GOAL: Give everything from the line containing "Point to the wet rock" down to the line containing "x=112, y=242", both included, as a two-column CSV with the headers input and output. Use one row per item, holding its text and its answer, with each value in its own quoted field and any line breaks inside a field turned into spaces.

+++ THE RECORDS +++

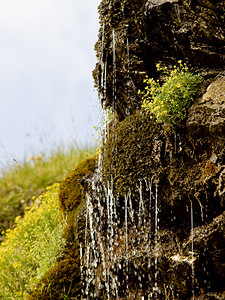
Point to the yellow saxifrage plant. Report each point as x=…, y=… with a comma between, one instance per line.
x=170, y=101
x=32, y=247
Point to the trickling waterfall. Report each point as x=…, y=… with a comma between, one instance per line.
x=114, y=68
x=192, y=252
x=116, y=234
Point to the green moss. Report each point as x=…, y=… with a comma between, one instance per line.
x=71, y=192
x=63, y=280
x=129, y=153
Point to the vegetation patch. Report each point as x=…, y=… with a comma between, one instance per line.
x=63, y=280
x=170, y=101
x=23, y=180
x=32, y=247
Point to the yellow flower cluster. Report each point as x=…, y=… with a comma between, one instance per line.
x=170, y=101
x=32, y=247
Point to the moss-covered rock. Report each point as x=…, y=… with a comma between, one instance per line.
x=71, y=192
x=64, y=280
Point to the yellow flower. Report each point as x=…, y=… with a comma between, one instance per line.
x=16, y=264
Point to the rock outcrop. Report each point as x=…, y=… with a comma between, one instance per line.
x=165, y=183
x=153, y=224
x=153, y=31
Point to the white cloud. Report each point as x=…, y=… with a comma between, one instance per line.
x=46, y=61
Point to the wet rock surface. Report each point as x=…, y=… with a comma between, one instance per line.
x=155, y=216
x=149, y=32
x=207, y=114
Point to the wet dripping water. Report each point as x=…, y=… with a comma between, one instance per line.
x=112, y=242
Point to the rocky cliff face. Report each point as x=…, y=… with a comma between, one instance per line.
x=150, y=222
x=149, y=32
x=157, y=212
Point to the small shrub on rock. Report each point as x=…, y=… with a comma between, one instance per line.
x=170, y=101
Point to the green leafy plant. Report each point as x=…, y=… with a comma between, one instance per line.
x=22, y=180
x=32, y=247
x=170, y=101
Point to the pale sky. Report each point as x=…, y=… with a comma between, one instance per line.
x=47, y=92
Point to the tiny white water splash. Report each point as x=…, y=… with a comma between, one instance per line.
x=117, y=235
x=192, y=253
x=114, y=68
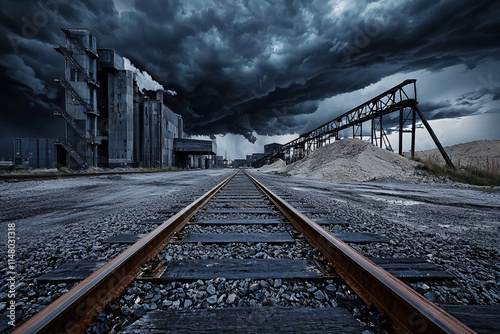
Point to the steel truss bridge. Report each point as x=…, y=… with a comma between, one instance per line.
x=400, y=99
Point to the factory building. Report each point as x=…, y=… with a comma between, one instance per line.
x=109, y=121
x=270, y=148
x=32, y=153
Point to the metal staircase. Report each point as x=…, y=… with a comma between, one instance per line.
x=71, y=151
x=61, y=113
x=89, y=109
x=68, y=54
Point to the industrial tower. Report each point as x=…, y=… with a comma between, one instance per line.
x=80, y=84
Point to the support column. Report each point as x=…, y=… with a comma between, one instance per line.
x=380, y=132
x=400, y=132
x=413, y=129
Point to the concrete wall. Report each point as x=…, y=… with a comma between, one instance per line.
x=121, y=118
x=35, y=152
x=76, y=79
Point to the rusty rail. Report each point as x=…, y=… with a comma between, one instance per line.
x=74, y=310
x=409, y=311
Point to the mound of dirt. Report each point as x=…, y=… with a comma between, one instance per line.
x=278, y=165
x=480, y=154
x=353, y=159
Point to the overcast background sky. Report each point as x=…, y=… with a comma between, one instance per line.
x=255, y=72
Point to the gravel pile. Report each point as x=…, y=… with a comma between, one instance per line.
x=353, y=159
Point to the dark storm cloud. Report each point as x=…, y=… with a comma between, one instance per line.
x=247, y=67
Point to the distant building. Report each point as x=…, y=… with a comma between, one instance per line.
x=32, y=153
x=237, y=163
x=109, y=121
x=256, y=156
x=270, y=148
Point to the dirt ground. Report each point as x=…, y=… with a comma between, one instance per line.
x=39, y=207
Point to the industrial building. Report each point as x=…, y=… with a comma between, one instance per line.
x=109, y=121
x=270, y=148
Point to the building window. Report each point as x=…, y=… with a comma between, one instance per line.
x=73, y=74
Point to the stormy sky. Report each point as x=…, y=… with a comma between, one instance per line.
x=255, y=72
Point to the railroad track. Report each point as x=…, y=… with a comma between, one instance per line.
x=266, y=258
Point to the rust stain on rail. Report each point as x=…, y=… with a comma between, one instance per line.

+++

CORRECT RESULT:
input,output
"Point to the wet rock surface. Report each point as x=…, y=… with a comma between, one instance per line.","x=155, y=216 x=149, y=32 x=207, y=114"
"Point to the wet dripping water. Report each point as x=…, y=… with a comma between, one instance per line.","x=112, y=242"